WHAT TO DO >>
Rewrite all of the records below with "marker" changed to "pin" and everything else left the same.

..............................

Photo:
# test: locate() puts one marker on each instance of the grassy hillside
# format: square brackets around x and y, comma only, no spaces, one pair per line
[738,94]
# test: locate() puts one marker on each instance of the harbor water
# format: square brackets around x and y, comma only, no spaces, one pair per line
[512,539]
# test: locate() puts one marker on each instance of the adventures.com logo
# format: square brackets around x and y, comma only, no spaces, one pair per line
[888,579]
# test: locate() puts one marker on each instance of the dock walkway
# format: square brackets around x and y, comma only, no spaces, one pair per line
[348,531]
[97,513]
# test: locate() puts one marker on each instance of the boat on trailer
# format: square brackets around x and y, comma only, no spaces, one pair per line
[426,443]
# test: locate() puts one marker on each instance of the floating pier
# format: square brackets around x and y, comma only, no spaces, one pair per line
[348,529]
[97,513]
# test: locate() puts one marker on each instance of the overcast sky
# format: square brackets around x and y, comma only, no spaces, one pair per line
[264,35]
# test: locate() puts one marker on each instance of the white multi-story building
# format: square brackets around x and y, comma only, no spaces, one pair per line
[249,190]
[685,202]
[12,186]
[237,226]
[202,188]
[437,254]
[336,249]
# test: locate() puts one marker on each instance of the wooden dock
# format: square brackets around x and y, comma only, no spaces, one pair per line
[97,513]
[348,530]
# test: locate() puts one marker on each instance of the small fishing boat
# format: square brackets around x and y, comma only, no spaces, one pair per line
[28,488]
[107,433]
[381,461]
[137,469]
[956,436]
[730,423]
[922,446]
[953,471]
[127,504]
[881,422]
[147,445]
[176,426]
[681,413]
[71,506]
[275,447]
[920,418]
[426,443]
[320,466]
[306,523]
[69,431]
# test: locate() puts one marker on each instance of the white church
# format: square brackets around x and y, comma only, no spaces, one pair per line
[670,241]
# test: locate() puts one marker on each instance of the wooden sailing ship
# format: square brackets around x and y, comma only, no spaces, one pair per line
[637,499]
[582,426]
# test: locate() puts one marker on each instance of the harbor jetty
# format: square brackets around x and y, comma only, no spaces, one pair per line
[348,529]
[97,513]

..............................

RESPONSE TO THE EXERCISE >>
Photo:
# test: locate() puts one pin on each instance of the grassy hillside
# format: square brackets around x and y, comma only, no spaces, one pair per line
[738,94]
# test: locate() puts one pin on each instance of the harbor water
# format: square brackets around x and y, comma only, no spaces, one pair per line
[512,539]
# test: locate() puts one pin on each instance of the adventures.com logo
# format: square brackets around x and y, comma only, no spaces, one pair per line
[888,579]
# test: locate() puts one pin on each instance of the dock walkway
# format: square brackets around x and y, comma only, no spaces, one pair per line
[348,531]
[97,513]
# test: locate() puts one pin on each instance of the boat on trailer
# format: square brackets around x and y, comma only, no spaces, one pair per line
[426,443]
# test: locate() puts one pin on each instance of the floating pier
# format: square brackets around x and y, comma only, no spaces, one pair per line
[348,529]
[97,513]
# test: locate() puts one pin on each instance of the overcast sky
# format: square brackets around x and y, comma only, no spaces, one pair per line
[264,35]
# test: locate() puts one pin on each instance of the white multi-story building
# format: square brackets around x and y, comma only, no spaces, one pair per line
[249,190]
[685,202]
[12,186]
[237,226]
[202,188]
[437,254]
[336,249]
# test: locate() puts one pin on each instance of the wooden dock
# format: square brackets around x and y, comma only, no spaces, one pair per line
[97,513]
[348,530]
# test: locate() puts one pin on each instance of the small fishing boat
# format: square brackets around x and y, comma only, no spaces, one pair per line
[28,488]
[107,433]
[381,461]
[137,469]
[956,436]
[730,423]
[922,446]
[953,471]
[127,504]
[881,422]
[147,445]
[176,426]
[681,413]
[71,506]
[275,447]
[920,418]
[426,443]
[320,466]
[306,523]
[69,431]
# test: locate() puts one pin on each instance of the white church
# format: square brackets around x and y, comma only, no spaces, one pair per line
[670,241]
# test: locate() puts one pin on each instance of the wooden sailing ship
# format: square brackets around x and y, comma only, no spaces, one pair per line
[637,499]
[582,426]
# test: locate() puts one pin on each instance of the harbor jetty
# format: square brackets around x and y, comma only, no spaces, one pair per line
[348,529]
[97,513]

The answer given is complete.